本文抜粋.
################

EC(電子商取引)のうち、書籍ではアマゾンに水をあけられているが・・・・その他の物流では楽天vsアマゾン全面競合のようです。
楽天、対アマゾンで提携加速 だそうで、ナショナリズムをくすぐりますね。


<「歌うクジラ」読書中>
2023年に人類は不老不死の遺伝子、SW(歌うクジラ)遺伝子を手に入れた。
それ以降、階層化の進む日本では反乱移民軍と日本自衛軍との間で2度の内乱があったのです。時は2110年代・・・・

村上龍の新著「歌うクジラ」に移民が使うおかしな日本語が出てくるのです。
この日本語では助詞の使い方が、奇異というか面白いのです。たとえば・・・・・

ヨシマツで移民反乱に終止符に打たれた、ヨシマツでニッポンとわれわれを結びつけることはできる人物だ、唯一を希望をヨシマツだ、こいつをヨシマツで訪ねていくらしい、役で立つをも知れないじゃないか。ヤガラという人は、独り言のようにそう言って、今から仲間にするまで文句をないか、と他の仲間を見回した。そいつだから仲間だ、冗談ほどじゃないよ、とサガラという人が言った。

移民を受け入れた日本で使われる日本語がこれなのか?
水村美苗さんが普遍語としては日本語は滅ぶと予言したが、移民が話す普遍語として生きているとは皮肉な未来というべきでしょうか。
村上龍はこの小説で資本主義の未来を否定的に描いているが、村上龍がこれまでの小説でカナリヤのように警鐘をあげた近未来の一部が本当に招来したこともあるだけに・・・怖いですね。

################

元資料.
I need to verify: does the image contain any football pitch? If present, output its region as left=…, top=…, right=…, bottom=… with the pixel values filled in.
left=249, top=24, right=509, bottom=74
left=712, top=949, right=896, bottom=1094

################

課題 1. 「歌うクジラ」についての文章で、「移民を受け入れた日本で」で始まる段落を、主な内容を残したまま箇条書きにまとめてください。
課題 2. 「歌うクジラ」についての文章にある「村上龍の新著「歌うクジラ」に移民が使うおかしな日本語が出てくるのです。」という一文を英語に訳すこと。
課題 3. 「歌うクジラ」についての文章を、最後の文の後から再開して書き継ぐこと。

最終回答 1.
- 移民を受け入れた日本で使われる日本語は、これなのかという問い。
- 水村美苗は、普遍語としての日本語は滅ぶと予言した。しかし日本語が移民の話す普遍語として生きているのは、皮肉な未来といえるかもしれない。
- 村上龍はこの小説で、資本主義の未来を否定的に描いている。
- 村上龍がこれまでの小説でカナリヤのように警鐘を鳴らした近未来は、一部が本当に訪れたこともある。それだけに怖い。

最終回答 2. In Ryu Murakami's new book, "Utau Kujira," there appears a strange Japanese used by immigrants.

最終回答 3.
 第2次移民内乱では外国人労働者の武装組織は西日本の山岳地帯をベースにした。気候が穏やかで食物も豊富だったからだ。日本自衛軍は何百回と大規模な掃討を行ったが、武装組織は女や子供が殺される映像を流して国際世論に訴え、国連が調停に動いた。停戦が実現し、おもな戦闘地域だった中国地方に停戦監視委員会と国連軍が駐屯してきた。反テロ目的で数十社の世界企業が創設したGCA、つまりグローバルシビルアーミー、国際市民軍と呼ばれる軍隊が国連軍の中心だった。他には中国軍と統一朝鮮軍、オーストラリア軍が小規模な部隊編成で加わった。
 世界企業はシビルアーミーを利用して瀬戸内海沿岸でさまざまなビジネスを行ったが、ある穀物商社とエネルギー会社が中国地方の豊かな水系に目をつけた。そして大量の水を安価で買い取り水源が枯渇した国や地域に輸出して莫大な利益を得た。日本政府は黙認したがその地域に住む反乱移民軍が水資源の搾取に反発しシビルアーミーとの衝突が起こり治安が悪化した。

 以上がこの小説の背景なんですが・・・・
北海道では仁義無き中国資本により、水源の買付けが始まっているそうであり、それを防ぐ法律が無いので地方自治体が手をこまねいているそうです。また、100坪程度の値ごろの別荘地も中国人富裕層の土地転がしの対象となっているそうで、感度のにぶいお役人も困ったものである。

とまあ・・・・
図書館で予約して借りた「歌うクジラ」上・下のうち、上巻をほぼ読み終わったところです。
入院中に読むつもりで借りたけど、入院が延期となったので年内に読み終わりそうです。


<英語公用化と絶滅危惧言語>
楽天とユニクロが社内での英語公用化を表明したとのことで・・・・・
輸出企業では英語を避けて通れないが、そこまでやるか!というのが実感ですね。
(楽天ブログなど余技のようなもので、中国などでインターネット市場を商うのが楽天さんのターゲットのようです)

韓国との仕事を通じて、韓国人社員の英語能力には早々と白旗を掲げた大使であるが・・・・
アメリカ嫌いの大使にとって英語習得は背に腹は変えられない問題でもあったわけですが、でも、もうすぐ退役するので英語公用化という荒波にはおさらばできるのである(良かったね)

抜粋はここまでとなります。